* [Sección del documento]
- - -

Minutos después de las 09:30 h, en el conocido punto de ‘La Paloma de La Paz’, en Cuernavaca, Morelos, dio inicio la Caminata por la Verdad, la Justicia y la Paz, convocada por el poeta Javier Sicilia y los hermanos Julián y Alex LeBarón.
Previo al arranque de la caminata, el activista chihuahuense Julián LeBarón aseguró que el objetivo de la movilización es crear conciencia para que los mexicanos se unan a fin de resolver los problemas en los que la política no ha podido dar resultados.
LeBarón explicó en entrevista que la Caminata es solo un primer paso para crear una nueva fuerza ciudadana y afirmó que, por años, los mexicanos se han conformado con ir a votar cada 6 años, “para después quejarse de que las autoridades no cumplen”.
La caminata inicia en Cuernavaca y en su primera jornada, culminará en Coajomulco.
El viernes se retomará el camino hacia Tres Marías y posteriormente a Tlalpan, ya en la Ciudad de México.
El próximo sábado, el contingente se movilizará al monumento a la Estela de Luz, en Paseo de la Reforma, donde se realizará un acto cultural de las 12:00 a las 19:00 h.
Y el próximo domingo culminará la caminata con un llamado a la movilización nacional, en una marcha que partirá de la Estela de Luz a Palacio Nacional.
Por su parte, Javier Sicilia ofreció este mensaje inaugural previo a la caminata:
¿Cuál es la palabra que nombra/ aquello que hemos alejado/ hasta volvernos extraños,/ en nuestra propia casa?// ¿Qué presunción tan absurda nos ha traído hasta aquí?/ ¿Dónde está?/ ¿Quién la escucha?/ ¿Quién la recuerda?/ Aunque sea en voz baja habrá que decirla/ […]/ Esa palabra es el bautizo/ de la última bocanada/ de oxígeno./ Su poder arde/ entre los tiempos y la conciencia./ Estamos aquí para encontrarla/ y se pronuncie desde nuestras entrañas.
La primer y única
Tomás Calvillo
En medio de un mundo lleno de ruido, de violencia, donde la velocidad de los medios de comunicación banalizan la palabra, donde los intereses políticos y las redes sociales se utilizan muchas veces para distorsionar, mentir, difamar y ocultar franjas enteras de lo real, donde la muerte, a fuerza de horror, quiere normalizar su presencia entre nosotros hasta reducir nuestra vida a un mugido bovino, a un rastro, a un campo de concentración, es necesario recuperar la palabra, darle su lugar, encontrar su sentido y respirar su oxígeno. Hacerlo sólo es posible en el silencio y el paso del caminar que obliga a la escucha, a la memoria y a la reflexión.
Hace casi 9 años, el 5 de mayo de 2011, a raíz del asesinato de mi hijo Juan Francisco y de seis personas más, en Morelos, cuando el país tenía apenas 40 mil asesinados y 10 mil desaparecidos, salí, junto con el Movimiento por la Paz con Justicia y Dignidad (MPJD), de este mismo monumento que simboliza la paz, hacia al zócalo de la Ciudad de México en busca de la justicia, la paz y la dignidad que la guerra desatada por el entonces Presidente Felipe Calderón contra el narcotráfico, había llenado de sangre, de desaparecidos y fosas. Nos acompañaba entonces el país entero –la izquierda, la derecha, las víctimas invisibilizadas y revictimizadas por el gobierno.

- - -

* [Listado]
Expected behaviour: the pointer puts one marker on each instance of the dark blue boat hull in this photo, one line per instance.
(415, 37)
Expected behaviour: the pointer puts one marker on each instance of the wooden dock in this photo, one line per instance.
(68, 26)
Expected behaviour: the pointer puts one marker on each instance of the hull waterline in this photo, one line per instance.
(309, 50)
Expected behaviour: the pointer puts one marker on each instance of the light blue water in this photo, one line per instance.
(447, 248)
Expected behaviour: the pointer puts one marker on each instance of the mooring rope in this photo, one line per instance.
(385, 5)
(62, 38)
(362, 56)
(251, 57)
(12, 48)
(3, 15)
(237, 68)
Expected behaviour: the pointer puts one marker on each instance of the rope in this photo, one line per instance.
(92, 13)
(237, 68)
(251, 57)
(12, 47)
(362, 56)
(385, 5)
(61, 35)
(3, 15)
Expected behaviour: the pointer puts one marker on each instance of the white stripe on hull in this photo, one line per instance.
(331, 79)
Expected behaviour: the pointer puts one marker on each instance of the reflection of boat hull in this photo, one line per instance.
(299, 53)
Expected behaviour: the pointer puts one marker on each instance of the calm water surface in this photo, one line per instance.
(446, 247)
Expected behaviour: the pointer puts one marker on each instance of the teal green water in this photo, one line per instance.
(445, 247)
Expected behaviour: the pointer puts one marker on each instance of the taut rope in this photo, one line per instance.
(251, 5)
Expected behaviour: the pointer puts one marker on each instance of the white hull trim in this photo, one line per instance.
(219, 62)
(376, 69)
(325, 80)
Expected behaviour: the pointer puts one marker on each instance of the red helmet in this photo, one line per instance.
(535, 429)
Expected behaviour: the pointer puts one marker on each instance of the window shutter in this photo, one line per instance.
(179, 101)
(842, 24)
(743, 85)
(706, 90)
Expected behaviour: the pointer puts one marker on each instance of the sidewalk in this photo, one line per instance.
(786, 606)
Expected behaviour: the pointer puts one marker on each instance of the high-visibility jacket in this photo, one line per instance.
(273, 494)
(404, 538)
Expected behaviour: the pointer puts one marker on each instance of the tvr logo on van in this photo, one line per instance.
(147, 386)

- - -

* [Consigna 1]
Según el texto sobre la Caminata por la Verdad, la Justicia y la Paz, ¿en qué lugar culmina la primera jornada?
* [Consigna 2]
Prosigue el texto sobre la Caminata por la Verdad, la Justicia y la Paz a partir de donde se detiene.

* [Respuesta del ejercicio 1]
En Coajomulco.

* [Respuesta del ejercicio 2]
A lo largo de casi dos años de una protesta y una propuesta noviolenta, logramos darle no sólo voz y nombre a la víctimas, sino crear una Ley, aún insuficiente, para atenderlas. Pero no logramos detener el horror. Calderón continuó con su estrategia de guerra e impunidad, que multiplicó el crimen y que el gobierno de Peña Nieto mantuvo. Tuvimos entonces que padecer la desaparición de los 43 estudiantes de la normal de Ayotzinapa para darnos cuenta que el horror se había hecho más hondo.
La nación salió nuevamente a las calles. Por desgracia, y pese al trabajo realizado por diversos colectivos, la atención nacional redujo la tragedia humanitaria a los 43 estudiantes desaparecidos, la sociedad volvió a desmovilizarse y la “Verdad Histórica” sepultó otra vez en el horror la exigencia de verdad, justicia y paz que todas las víctimas de la nación no hemos dejado de exigir.
Al concluir el sexenio de Peña Nieto, el país tenía 130 mil asesinados, que se sumaban a los 102 mil 850 del gobierno de Calderón, y, en cifras oficiales, a los más de 40 mil desaparecidos, a las más de 2 mil fosas clandestinas y a una cantidad aún no contabilizada de inhumaciones ilegales realizadas por el propio Estado, como las que se descubrieron en Tetelcingo y en Jojutla, Morelos, durante esos dos gobiernos.
El 14 de septiembre de 2018, ya como presidente electo, Andrés Manuel López Obrador, en el Centro Cultural Universitario Tlatelolco (CCUT)–símbolo de la deuda de Estado con las víctimas que se remonta hasta la masacre del 68–, no sólo reconoció la dimensión de la tragedia humanitaria y la emergencia nacional, heredada de las anteriores administraciones, sino que de cara a las víctimas y a la sociedad se comprometió a hacer de la agenda de verdad, justicia y paz la prioridad de su gobierno, y crear con ella una sólida política de Estado. Allí mismo, el presidente solicitó que se le ayudara a diseñarla para enfrentar la profunda crisis en su integralidad.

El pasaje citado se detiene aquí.